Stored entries
=== Begin Enclosure ===

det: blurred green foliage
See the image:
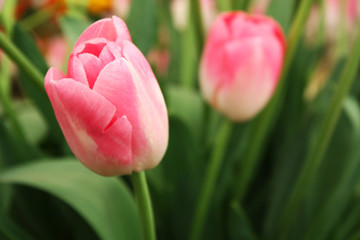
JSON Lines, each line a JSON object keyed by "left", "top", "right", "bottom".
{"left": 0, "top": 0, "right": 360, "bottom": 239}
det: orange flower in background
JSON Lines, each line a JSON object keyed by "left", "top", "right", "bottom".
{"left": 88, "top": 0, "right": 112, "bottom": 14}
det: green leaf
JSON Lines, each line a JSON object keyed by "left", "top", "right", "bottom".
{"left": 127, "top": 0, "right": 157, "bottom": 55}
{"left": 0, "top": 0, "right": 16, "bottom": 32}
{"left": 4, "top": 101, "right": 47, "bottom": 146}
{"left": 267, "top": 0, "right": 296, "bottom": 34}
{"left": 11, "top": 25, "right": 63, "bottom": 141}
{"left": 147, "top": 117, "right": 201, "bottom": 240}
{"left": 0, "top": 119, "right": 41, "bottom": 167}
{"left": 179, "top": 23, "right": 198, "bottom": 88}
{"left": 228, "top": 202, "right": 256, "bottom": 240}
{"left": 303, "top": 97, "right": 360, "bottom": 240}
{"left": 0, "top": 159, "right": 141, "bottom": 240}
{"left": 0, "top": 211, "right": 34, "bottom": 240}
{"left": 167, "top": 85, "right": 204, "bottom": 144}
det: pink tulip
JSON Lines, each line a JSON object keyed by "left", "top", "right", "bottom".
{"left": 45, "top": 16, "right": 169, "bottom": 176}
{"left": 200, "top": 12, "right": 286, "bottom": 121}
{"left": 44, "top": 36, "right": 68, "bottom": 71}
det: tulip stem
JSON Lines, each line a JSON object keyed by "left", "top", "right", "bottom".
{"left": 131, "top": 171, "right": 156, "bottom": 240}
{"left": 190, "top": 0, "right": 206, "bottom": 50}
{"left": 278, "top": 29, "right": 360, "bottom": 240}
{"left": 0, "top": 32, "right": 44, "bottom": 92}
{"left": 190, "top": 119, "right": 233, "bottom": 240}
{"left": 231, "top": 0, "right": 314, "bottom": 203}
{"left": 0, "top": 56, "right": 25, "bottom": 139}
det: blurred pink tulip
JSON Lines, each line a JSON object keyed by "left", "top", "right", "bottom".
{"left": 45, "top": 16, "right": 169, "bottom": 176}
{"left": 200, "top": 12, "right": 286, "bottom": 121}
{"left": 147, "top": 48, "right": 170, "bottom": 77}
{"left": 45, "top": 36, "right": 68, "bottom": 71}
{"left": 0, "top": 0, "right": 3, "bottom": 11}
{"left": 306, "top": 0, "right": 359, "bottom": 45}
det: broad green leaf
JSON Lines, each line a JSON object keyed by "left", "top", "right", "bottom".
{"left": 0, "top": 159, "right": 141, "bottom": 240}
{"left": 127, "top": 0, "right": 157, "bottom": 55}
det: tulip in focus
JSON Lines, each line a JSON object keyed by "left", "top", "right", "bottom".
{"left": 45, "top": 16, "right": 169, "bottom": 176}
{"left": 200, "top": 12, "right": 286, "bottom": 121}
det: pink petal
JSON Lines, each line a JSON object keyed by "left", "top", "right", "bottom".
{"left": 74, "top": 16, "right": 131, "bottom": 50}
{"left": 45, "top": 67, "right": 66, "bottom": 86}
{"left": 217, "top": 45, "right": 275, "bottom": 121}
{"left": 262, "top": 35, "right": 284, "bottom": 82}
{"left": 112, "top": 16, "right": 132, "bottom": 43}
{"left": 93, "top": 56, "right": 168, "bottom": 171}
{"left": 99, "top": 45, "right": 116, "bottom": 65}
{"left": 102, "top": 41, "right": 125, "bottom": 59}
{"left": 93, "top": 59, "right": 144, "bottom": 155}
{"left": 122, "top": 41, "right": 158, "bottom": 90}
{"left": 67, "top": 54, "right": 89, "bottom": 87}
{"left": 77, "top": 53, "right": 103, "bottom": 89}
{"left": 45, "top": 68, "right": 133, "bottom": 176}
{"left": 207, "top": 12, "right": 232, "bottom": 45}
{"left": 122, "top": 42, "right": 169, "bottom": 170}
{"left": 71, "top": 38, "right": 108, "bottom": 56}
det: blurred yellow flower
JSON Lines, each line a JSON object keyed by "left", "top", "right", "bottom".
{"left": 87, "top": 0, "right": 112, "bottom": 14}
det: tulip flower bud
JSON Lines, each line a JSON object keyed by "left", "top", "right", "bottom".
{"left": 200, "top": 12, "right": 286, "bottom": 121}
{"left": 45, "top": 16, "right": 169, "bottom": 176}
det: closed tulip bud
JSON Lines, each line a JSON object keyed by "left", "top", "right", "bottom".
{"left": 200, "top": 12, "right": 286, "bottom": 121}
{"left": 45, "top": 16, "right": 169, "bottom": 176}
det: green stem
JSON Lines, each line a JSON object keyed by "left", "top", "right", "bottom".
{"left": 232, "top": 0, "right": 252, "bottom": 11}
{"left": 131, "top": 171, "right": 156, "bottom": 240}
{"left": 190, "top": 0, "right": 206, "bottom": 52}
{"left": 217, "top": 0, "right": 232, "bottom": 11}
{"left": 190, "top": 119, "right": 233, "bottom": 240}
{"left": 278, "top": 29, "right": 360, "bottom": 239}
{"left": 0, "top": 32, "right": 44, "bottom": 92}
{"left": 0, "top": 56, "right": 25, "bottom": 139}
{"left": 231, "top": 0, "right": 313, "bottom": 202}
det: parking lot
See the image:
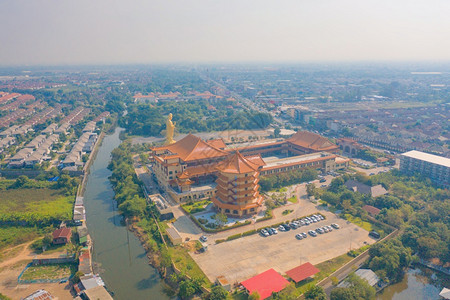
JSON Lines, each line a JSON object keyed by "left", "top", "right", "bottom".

=== End Enclosure ===

> _The task_: Check the entries above for the word "flower" and copy every line where it turns up.

> _Exercise result_:
det: orange flower in background
det: blurred yellow flower
det: tulip flower bud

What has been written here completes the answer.